- What you will do:
(1) From the ggplot2 lecture notes, list every reason given under the heading "Why use ggplot?".
(2) Pick up the ggplot2 lecture notes after their last sentence and write the next part of the section on the grammar of graphics.

- Document segment:
__________________________________________________

Lecture 8: Basics of ggplot2

Nick Huntington-Klein

28 February, 2023

What is ggplot2?

  • ggplot2 is a package in R, library(ggplot2) or library(tidyverse)
  • It is based on the grammar of graphics
  • Lots of major publications use it (538, The Economist, BBC, …)
  • Zillions of extensions for doing anything you like
  • (also runs in Python using plotnine, and the newest version of seaborn is based on teh Grammar of Graphics, so everything you learn here will also teach you plotting in Python)

Resources

Why use ggplot?

  • Huge amounts of power and flexibility
  • Manipulating data easy in R
  • Easy to edit
  • Handles multidimensional data effortlessly
  • Once you know how to generate graphs in a flexible coding system, it will be easier to do what you want in code than in a more canned and restricted piece of software

Tidy Tuesday

  • Every week, the R for Data Science community posts a data set you can use
  • An assignment for this class will be to participate in (some) Tidy Tuesday weeks
  • See the repository here
  • Now on to ggplot2!

The Grammar of Graphics

  • There’s a method here!

__________________________________________________

- Supplied data:
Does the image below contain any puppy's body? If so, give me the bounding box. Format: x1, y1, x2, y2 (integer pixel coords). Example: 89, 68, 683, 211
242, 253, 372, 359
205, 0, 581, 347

__________________________________________________

- Answers:
(1)
- Huge amounts of power and flexibility
- Manipulating data easy in R
- Easy to edit
- Handles multidimensional data effortlessly
- Once you know how to generate graphs in a flexible coding system, it will be easier to do what you want in code than in a more canned and restricted piece of software

(2)
  • We want to describe graphics in the way we use language
  • Think about syntax and nouns and verbs
  • We can build a plot from the ground up, element by element
  • This also makes it easy to make changes or switch things out

Components of the Grammar of Graphics

Components of the Grammar of Graphics

  • Data: Identify the dimensions you want to visualize. Prepare data so that it contains the points you want to visualize, or calculate from
  • Aesthetics: Axes are based on the data dimensions. Also includes other “axes” like size, shape, color, etc.
  • Scale: Do we need to scale the potential values, use a specific scale to represent multiple values or a range?

Components of the Grammar of Graphics

  • Geometric objects (geom_s): How should the data be drawn on the graph? Lines? Points? Bars?
  • Statistics: Do we want to show calculations based on data rather than data itself?
  • Facets: Do we want to spread one of the “axes” across multiple graphs?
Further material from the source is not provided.